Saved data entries
^^^^

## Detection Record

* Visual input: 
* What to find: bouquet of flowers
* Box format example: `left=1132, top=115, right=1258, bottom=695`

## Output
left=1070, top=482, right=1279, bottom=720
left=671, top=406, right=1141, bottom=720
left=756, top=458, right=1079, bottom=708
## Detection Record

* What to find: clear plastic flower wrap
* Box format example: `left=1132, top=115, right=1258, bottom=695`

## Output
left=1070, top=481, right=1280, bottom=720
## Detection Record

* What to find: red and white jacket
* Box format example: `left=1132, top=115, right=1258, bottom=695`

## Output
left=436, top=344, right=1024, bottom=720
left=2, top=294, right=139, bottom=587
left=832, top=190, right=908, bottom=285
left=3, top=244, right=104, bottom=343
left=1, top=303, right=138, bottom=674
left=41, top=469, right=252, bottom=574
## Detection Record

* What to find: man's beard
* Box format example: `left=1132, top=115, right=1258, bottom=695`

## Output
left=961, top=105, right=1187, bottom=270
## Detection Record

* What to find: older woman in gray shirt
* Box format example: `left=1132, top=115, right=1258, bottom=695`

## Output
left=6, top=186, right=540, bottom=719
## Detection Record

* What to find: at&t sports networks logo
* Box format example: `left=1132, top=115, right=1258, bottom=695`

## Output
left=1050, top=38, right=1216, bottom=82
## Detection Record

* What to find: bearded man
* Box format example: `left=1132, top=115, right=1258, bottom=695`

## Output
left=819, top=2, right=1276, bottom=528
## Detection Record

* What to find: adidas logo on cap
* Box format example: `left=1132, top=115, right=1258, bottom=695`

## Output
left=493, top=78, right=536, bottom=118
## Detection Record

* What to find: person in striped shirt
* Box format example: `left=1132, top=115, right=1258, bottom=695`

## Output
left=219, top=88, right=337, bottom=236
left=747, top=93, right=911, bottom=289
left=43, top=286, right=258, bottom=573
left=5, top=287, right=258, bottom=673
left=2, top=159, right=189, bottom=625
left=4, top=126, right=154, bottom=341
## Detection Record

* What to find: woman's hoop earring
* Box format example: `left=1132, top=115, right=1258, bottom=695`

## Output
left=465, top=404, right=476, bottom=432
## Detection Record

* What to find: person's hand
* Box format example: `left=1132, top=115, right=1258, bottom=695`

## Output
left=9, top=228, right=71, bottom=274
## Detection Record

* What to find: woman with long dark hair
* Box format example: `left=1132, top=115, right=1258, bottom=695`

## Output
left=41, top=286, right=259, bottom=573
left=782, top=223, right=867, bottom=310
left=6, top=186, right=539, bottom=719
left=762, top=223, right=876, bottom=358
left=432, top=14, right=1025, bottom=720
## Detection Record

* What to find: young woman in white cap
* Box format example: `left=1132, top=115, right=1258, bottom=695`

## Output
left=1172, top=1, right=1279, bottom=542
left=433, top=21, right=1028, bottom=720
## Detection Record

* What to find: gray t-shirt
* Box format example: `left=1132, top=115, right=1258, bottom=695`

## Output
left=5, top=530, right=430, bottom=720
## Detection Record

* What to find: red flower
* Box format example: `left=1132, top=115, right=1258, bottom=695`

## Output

^^^^

What the exercise asks: The goal is a faithful transcription of every entry above.

Result:
## Detection Record

* Visual input: 
* What to find: bouquet of flowers
* Box format example: `left=1132, top=115, right=1258, bottom=695`

## Output
left=1070, top=482, right=1279, bottom=720
left=671, top=406, right=1141, bottom=720
left=756, top=458, right=1079, bottom=708
## Detection Record

* What to find: clear plastic flower wrap
* Box format example: `left=1132, top=115, right=1258, bottom=695`

## Output
left=1070, top=481, right=1280, bottom=720
## Detection Record

* What to find: red and white jacket
* Box format example: `left=1132, top=115, right=1258, bottom=695`

## Output
left=436, top=344, right=1024, bottom=720
left=2, top=294, right=139, bottom=587
left=832, top=190, right=908, bottom=285
left=3, top=244, right=104, bottom=343
left=1, top=303, right=138, bottom=674
left=41, top=469, right=252, bottom=574
## Detection Record

* What to find: man's beard
* Box format example: `left=1132, top=115, right=1258, bottom=695`

## Output
left=961, top=105, right=1187, bottom=270
## Detection Record

* What to find: older woman in gray shirt
* Box format example: `left=1132, top=115, right=1258, bottom=695`

## Output
left=6, top=186, right=540, bottom=719
## Detection Record

* What to find: at&t sports networks logo
* Box format example: `left=1132, top=115, right=1258, bottom=695`

## Output
left=1050, top=38, right=1216, bottom=82
## Detection Record

* What to find: bearded man
* Box format example: `left=1132, top=115, right=1258, bottom=695`

## Output
left=819, top=2, right=1276, bottom=528
## Detection Record

* What to find: adidas logo on cap
* Box format example: `left=1132, top=115, right=1258, bottom=695`

## Output
left=493, top=78, right=536, bottom=118
## Detection Record

* What to find: person in striped shirt
* Box format example: `left=1132, top=115, right=1258, bottom=695`

## Output
left=219, top=88, right=337, bottom=236
left=747, top=93, right=911, bottom=289
left=43, top=286, right=258, bottom=573
left=5, top=287, right=258, bottom=673
left=2, top=159, right=189, bottom=625
left=4, top=126, right=154, bottom=341
## Detection Record

* What to find: woman's hoop earring
* Box format example: `left=1132, top=115, right=1258, bottom=695`

## Output
left=465, top=404, right=476, bottom=432
## Detection Record

* What to find: person's hand
* Box format example: `left=1132, top=115, right=1258, bottom=695`

## Output
left=9, top=228, right=71, bottom=274
## Detection Record

* What to find: woman with long dark hair
* Box format example: `left=1132, top=115, right=1258, bottom=695`

## Output
left=41, top=286, right=259, bottom=573
left=782, top=223, right=867, bottom=310
left=6, top=186, right=539, bottom=719
left=762, top=223, right=876, bottom=358
left=432, top=14, right=1025, bottom=720
## Detection Record

* What to find: young woman in white cap
* Box format example: `left=1132, top=115, right=1258, bottom=695`

## Output
left=1172, top=1, right=1279, bottom=542
left=433, top=21, right=1028, bottom=720
## Detection Record

* What to find: gray t-shirt
* Box format example: `left=1132, top=115, right=1258, bottom=695`

## Output
left=5, top=530, right=430, bottom=720
## Detection Record

* What to find: red flower
* Box format example: `left=1132, top=115, right=1258, bottom=695`

## Output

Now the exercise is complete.